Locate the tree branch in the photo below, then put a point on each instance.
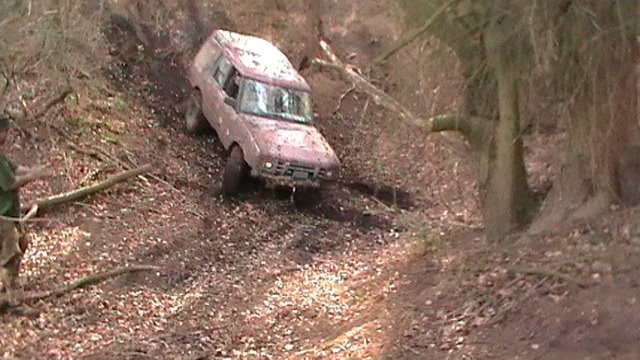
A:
(474, 128)
(81, 283)
(88, 190)
(53, 101)
(409, 39)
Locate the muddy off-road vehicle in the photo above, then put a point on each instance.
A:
(260, 107)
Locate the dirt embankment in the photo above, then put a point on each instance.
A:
(389, 264)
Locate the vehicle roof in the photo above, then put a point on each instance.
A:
(259, 59)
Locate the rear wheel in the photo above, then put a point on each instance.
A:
(195, 122)
(236, 171)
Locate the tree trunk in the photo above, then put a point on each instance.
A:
(505, 196)
(601, 84)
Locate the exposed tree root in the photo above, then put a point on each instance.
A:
(78, 284)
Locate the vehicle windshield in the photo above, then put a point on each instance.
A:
(273, 101)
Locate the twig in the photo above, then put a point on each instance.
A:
(79, 284)
(28, 216)
(408, 40)
(52, 102)
(88, 190)
(342, 97)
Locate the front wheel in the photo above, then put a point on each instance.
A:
(195, 122)
(236, 171)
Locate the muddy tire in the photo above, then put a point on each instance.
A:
(236, 171)
(195, 122)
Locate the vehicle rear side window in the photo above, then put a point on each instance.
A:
(212, 60)
(222, 71)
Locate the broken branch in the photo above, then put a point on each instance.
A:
(409, 39)
(78, 284)
(88, 190)
(468, 126)
(53, 101)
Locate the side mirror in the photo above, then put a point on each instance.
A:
(230, 101)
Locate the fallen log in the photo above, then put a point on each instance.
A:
(87, 190)
(81, 283)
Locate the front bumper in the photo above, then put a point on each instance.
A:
(288, 174)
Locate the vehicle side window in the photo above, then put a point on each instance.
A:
(231, 86)
(222, 71)
(212, 60)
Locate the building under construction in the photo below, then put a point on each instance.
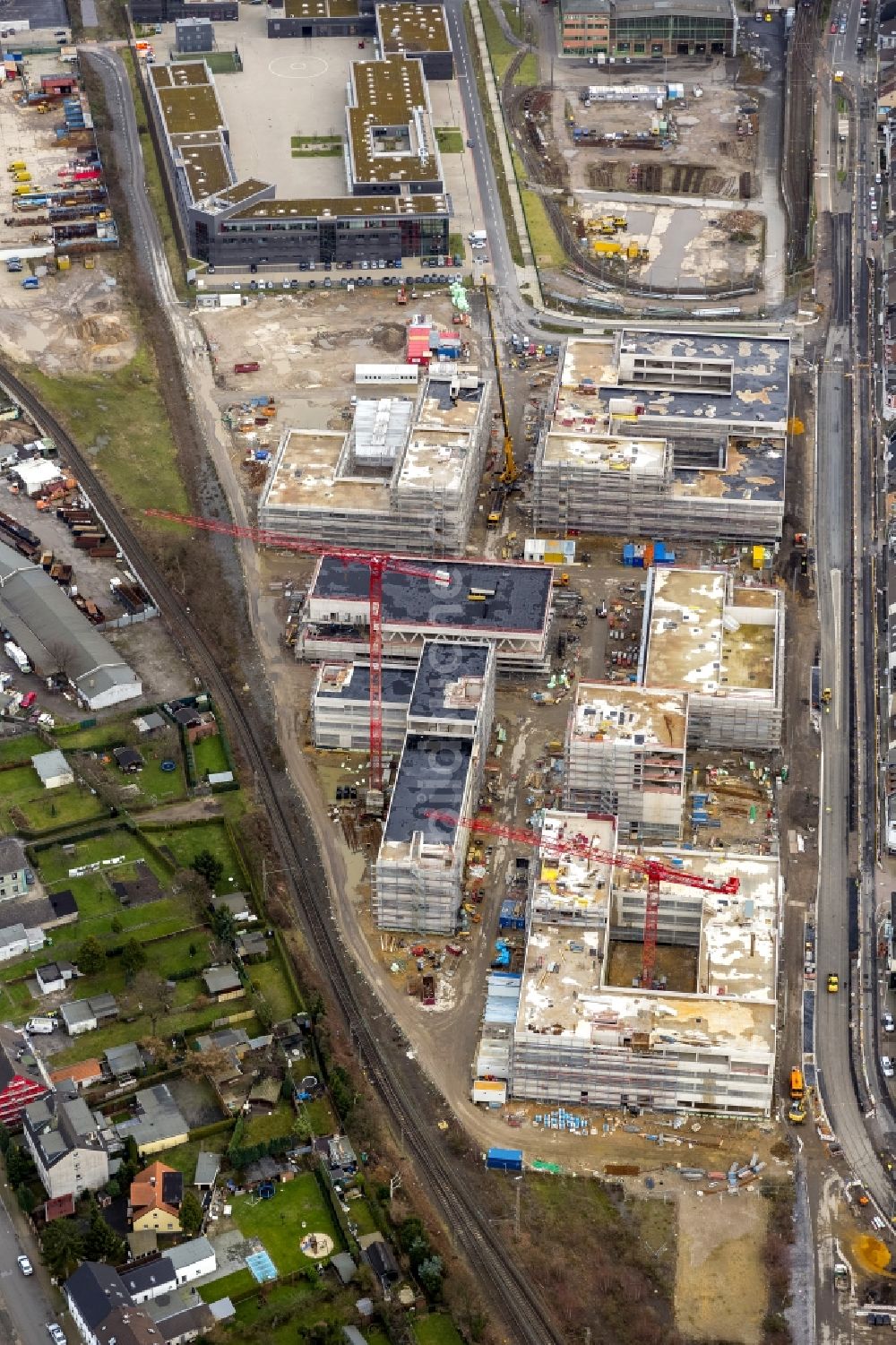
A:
(625, 756)
(723, 644)
(418, 870)
(509, 604)
(584, 1040)
(402, 479)
(665, 434)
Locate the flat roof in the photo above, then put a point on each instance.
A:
(450, 679)
(432, 773)
(694, 377)
(518, 593)
(412, 27)
(351, 682)
(345, 207)
(636, 714)
(391, 132)
(568, 442)
(699, 641)
(577, 881)
(734, 1002)
(754, 470)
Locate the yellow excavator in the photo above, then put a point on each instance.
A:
(509, 470)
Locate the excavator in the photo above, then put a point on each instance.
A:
(509, 471)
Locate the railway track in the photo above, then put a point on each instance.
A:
(399, 1082)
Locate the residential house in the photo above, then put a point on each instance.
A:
(128, 760)
(150, 1280)
(252, 945)
(15, 940)
(82, 1075)
(125, 1060)
(86, 1014)
(236, 904)
(93, 1293)
(207, 1169)
(21, 1081)
(62, 1207)
(53, 768)
(158, 1124)
(13, 867)
(222, 982)
(193, 1259)
(380, 1256)
(54, 977)
(155, 1199)
(65, 908)
(67, 1145)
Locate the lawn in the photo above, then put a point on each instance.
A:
(121, 415)
(279, 1223)
(209, 756)
(499, 47)
(450, 140)
(185, 1156)
(185, 843)
(271, 980)
(21, 746)
(436, 1329)
(29, 807)
(280, 1122)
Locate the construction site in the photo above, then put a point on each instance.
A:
(652, 432)
(649, 979)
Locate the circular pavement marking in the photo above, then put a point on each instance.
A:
(300, 67)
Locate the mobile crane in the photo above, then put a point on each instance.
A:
(509, 471)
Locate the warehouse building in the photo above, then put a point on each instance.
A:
(723, 644)
(394, 203)
(58, 639)
(666, 432)
(625, 757)
(584, 1040)
(638, 30)
(506, 604)
(420, 865)
(402, 479)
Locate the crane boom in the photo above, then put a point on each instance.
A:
(377, 564)
(654, 870)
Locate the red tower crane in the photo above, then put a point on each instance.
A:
(654, 870)
(377, 565)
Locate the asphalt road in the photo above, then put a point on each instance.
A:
(24, 1304)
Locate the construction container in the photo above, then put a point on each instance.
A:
(504, 1160)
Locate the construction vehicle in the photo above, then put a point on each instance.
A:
(654, 870)
(509, 472)
(377, 565)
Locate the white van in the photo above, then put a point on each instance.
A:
(39, 1027)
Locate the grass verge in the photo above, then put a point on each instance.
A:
(491, 134)
(120, 420)
(155, 190)
(450, 140)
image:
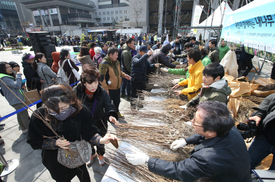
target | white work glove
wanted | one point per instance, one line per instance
(164, 70)
(177, 144)
(184, 107)
(137, 158)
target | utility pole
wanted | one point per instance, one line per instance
(161, 2)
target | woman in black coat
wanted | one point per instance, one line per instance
(93, 96)
(70, 119)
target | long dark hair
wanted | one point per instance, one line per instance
(38, 55)
(89, 74)
(3, 68)
(84, 51)
(54, 94)
(63, 54)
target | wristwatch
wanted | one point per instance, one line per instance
(147, 160)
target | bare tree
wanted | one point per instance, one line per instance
(137, 11)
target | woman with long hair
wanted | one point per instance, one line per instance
(84, 57)
(11, 86)
(92, 95)
(43, 70)
(67, 65)
(70, 119)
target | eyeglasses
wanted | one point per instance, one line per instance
(195, 123)
(62, 111)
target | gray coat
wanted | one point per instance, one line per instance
(45, 73)
(14, 85)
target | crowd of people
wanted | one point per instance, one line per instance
(120, 70)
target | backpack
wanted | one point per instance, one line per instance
(96, 61)
(61, 76)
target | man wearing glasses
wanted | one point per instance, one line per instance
(220, 153)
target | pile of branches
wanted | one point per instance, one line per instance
(163, 80)
(135, 173)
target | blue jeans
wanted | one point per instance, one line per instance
(259, 149)
(126, 84)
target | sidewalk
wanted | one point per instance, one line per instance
(31, 168)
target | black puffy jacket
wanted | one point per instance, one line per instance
(140, 68)
(103, 108)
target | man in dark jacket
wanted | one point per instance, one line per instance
(264, 143)
(195, 43)
(33, 79)
(214, 54)
(221, 153)
(126, 63)
(140, 68)
(160, 56)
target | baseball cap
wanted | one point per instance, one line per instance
(27, 57)
(13, 64)
(143, 48)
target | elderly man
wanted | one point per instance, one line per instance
(221, 153)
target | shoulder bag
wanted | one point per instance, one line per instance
(79, 152)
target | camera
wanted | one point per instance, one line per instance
(248, 130)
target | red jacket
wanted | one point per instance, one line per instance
(92, 53)
(55, 56)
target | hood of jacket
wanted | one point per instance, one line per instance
(215, 48)
(80, 90)
(26, 64)
(2, 75)
(83, 58)
(166, 48)
(221, 86)
(125, 47)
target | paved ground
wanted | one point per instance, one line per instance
(15, 147)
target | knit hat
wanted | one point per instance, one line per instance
(13, 64)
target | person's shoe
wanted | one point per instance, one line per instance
(91, 160)
(25, 131)
(1, 142)
(119, 115)
(128, 98)
(101, 160)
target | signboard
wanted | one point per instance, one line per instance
(258, 29)
(36, 13)
(53, 11)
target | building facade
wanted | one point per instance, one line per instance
(61, 16)
(9, 21)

- - -

Action item:
Write out every entry exactly. Pictures do not belong in the copy.

Expected answer:
Locate the tree branch in the photo below, then put a point on each instance.
A:
(474, 128)
(81, 283)
(88, 190)
(53, 101)
(409, 39)
Locate the muddy off-road vehicle in the photo above, then put a point on each instance.
A:
(260, 107)
Locate the dirt embankment in the photo above, then put a point on each instance.
A:
(389, 264)
Locate the vehicle roof in the photo above, then put a point on each instance.
A:
(259, 59)
Locate the rear wheel in the photo above, then put a point on each instance.
A:
(195, 122)
(236, 171)
Locate the tree trunk in the photo above, then put a point on each instance.
A:
(505, 196)
(601, 84)
Locate the exposed tree root in the photo above, then put a point on each instance.
A:
(78, 284)
Locate the vehicle windshield in the photo above, then put a point on each instance.
A:
(273, 101)
Locate the twig in the photo above, then put a point on each instance.
A:
(79, 284)
(28, 216)
(408, 40)
(52, 102)
(88, 190)
(342, 97)
Locate the front wheel in the photo above, then put a point on each instance.
A:
(195, 122)
(236, 171)
Locate the muddy tire in the photo above, then put a point on each instance.
A:
(236, 171)
(195, 122)
Locate the vehicle rear side window in the photo above, then put a point on each instance.
A:
(212, 60)
(222, 71)
Locate the broken branch in the photo above, then put a point on each instance.
A:
(409, 39)
(78, 284)
(88, 190)
(468, 126)
(53, 101)
Locate the side mirror in the photo above, then put a point on each instance.
A:
(230, 101)
Locate the fallen log in the photo above, then put a point on each instance.
A:
(87, 190)
(81, 283)
Locate the front bumper in the photo above, then put a point on each instance.
A:
(288, 174)
Locate the vehicle side window in the photo above, then put a point on each instance.
A:
(231, 86)
(222, 71)
(212, 60)
Locate the building under construction in the photo below, then put a point on each instance.
A:
(625, 756)
(723, 644)
(418, 870)
(509, 604)
(584, 1040)
(402, 479)
(665, 434)
Locate the flat roof in the photo above, then put a point on each instance.
A:
(450, 679)
(432, 773)
(694, 377)
(518, 593)
(412, 27)
(351, 682)
(345, 207)
(636, 714)
(391, 132)
(568, 442)
(699, 641)
(577, 881)
(734, 1002)
(754, 470)
Locate the yellow excavator in the photo above, then put a point on each instance.
A:
(509, 470)
Locate the excavator in the photo above, then put a point on each instance.
A:
(509, 471)
Locate the railway track in the photo above, then put a point on each instance.
A:
(399, 1082)
Locate the residential house in the photo above, then put a point on each instance.
A:
(128, 760)
(150, 1280)
(252, 945)
(15, 940)
(82, 1075)
(125, 1060)
(86, 1014)
(236, 904)
(93, 1293)
(207, 1169)
(21, 1081)
(62, 1207)
(53, 768)
(158, 1124)
(13, 867)
(222, 982)
(193, 1259)
(380, 1256)
(54, 977)
(155, 1199)
(65, 908)
(67, 1145)
Locate the lawn in the photo above, then put a point on each instance.
A:
(121, 415)
(279, 1223)
(209, 756)
(499, 47)
(450, 140)
(185, 1156)
(185, 843)
(271, 980)
(21, 746)
(436, 1329)
(29, 807)
(280, 1122)
Locate the construction site in the photo above, then put a point on each instance.
A:
(652, 432)
(649, 979)
Locate the circular pavement marking in the photo above, then put a point on each instance.
A:
(300, 67)
Locate the mobile crane in the photo above, then put a point on each instance.
A:
(509, 471)
Locate the warehouse building in the photo above, then put a point on each instance.
A:
(723, 644)
(394, 203)
(58, 639)
(666, 432)
(625, 757)
(584, 1040)
(638, 30)
(506, 604)
(420, 865)
(402, 479)
Locate the crane boom in the photo above, then put a point on each instance.
A:
(377, 564)
(654, 870)
Locate the red tower crane in the photo above, then put a point on each instance.
A:
(654, 870)
(377, 565)
Locate the asphalt road in the photo above, then put a point on each instance.
A:
(24, 1304)
Locate the construction container in the photo above, then put a point on each instance.
A:
(504, 1160)
Locate the construction vehicle in the photo above, then put a point on each instance.
A:
(654, 870)
(509, 472)
(377, 565)
Locate the white van in the photo above, then put a point on each instance.
A:
(39, 1027)
Locate the grass verge in the photo above, then put a point on each instance.
A:
(491, 134)
(120, 420)
(155, 190)
(450, 140)
image:
target | white work glove
wanted | one point per instance, one line per instance
(164, 70)
(177, 144)
(184, 107)
(137, 158)
target | utility pole
wanted | one point per instance, one line per instance
(161, 2)
target | woman in black coat
wanted | one point per instance, one line per instance
(93, 96)
(70, 119)
target | long dark hair
wanted | one point per instance, one line per instance
(38, 55)
(89, 74)
(3, 68)
(84, 51)
(54, 94)
(63, 54)
target | wristwatch
wanted | one point per instance, one line per instance
(147, 160)
target | bare tree
wanted | one point per instance, one line per instance
(137, 11)
target | woman with long hair
wanted | one point per instance, one line per instance
(84, 57)
(11, 86)
(92, 95)
(43, 70)
(67, 65)
(70, 119)
target | eyeglasses
wanted | one point per instance, one line per instance
(195, 123)
(62, 111)
target | gray coat
wanted | one point per instance, one line per instance
(45, 73)
(14, 85)
target | crowd of people
wanted | one point per instance, one line per instance
(120, 70)
target | backpack
wanted | one point per instance, one line per instance
(96, 61)
(61, 76)
target | man wearing glasses
wanted | one point per instance, one line per instance
(220, 153)
target | pile of branches
wanted | one point per instance, one line per instance
(163, 80)
(135, 173)
target | blue jeans
wanted | one point per instance, one line per instance
(259, 149)
(126, 84)
target | sidewalk
wanted | one point per instance, one line per instance
(31, 168)
target | black puffy jacket
wanted | one point per instance, one line per instance
(140, 68)
(103, 108)
target | man in dark jacket
wanted | one point per instance, one line per instance
(264, 143)
(195, 43)
(33, 79)
(214, 54)
(221, 153)
(126, 63)
(140, 68)
(160, 56)
target | baseball cap
wanted | one point per instance, one line per instance
(27, 57)
(13, 64)
(143, 48)
target | elderly man
wanted | one point per instance, one line per instance
(221, 153)
target | shoulder bag
wanted | one point per instance, one line per instance
(79, 152)
target | camera
wanted | one point per instance, one line per instance
(248, 130)
target | red jacket
wanted | one point per instance, one line per instance
(92, 53)
(55, 56)
target | hood of jacket
wanted | one point per instance, one line per instance
(215, 48)
(80, 90)
(26, 64)
(2, 75)
(83, 58)
(166, 48)
(221, 86)
(125, 47)
target | paved ground
wanted | one point per instance, one line per instance
(15, 147)
target | knit hat
wanted | one point per instance, one line per instance
(13, 64)
target | person's shoe
wanted | one point per instance, one line per instance
(91, 160)
(25, 131)
(1, 142)
(119, 115)
(128, 98)
(101, 160)
target | signboard
wanted | one point per instance, one line per instance
(258, 29)
(36, 13)
(53, 11)
target | building facade
wanted | one point per instance, one line per instance
(61, 16)
(9, 21)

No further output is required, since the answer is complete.